*EXERCISE INSTRUCTIONS*
Set the following entries down again exactly, line by line.

____________________

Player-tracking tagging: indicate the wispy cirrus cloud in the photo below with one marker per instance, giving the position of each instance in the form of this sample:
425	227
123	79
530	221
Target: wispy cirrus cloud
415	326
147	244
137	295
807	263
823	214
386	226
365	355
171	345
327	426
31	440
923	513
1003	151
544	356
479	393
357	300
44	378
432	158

____________________

*FULL OUTPUT*
Player-tracking tagging: indicate the wispy cirrus cloud in the photo below with one marker per instance, giving the position of each instance in the form of this sample:
425	227
123	79
530	221
Target: wispy cirrus cloud
415	326
147	244
137	295
807	263
823	214
386	226
365	355
171	345
327	426
31	440
923	513
1003	151
544	356
479	393
357	300
44	378
432	158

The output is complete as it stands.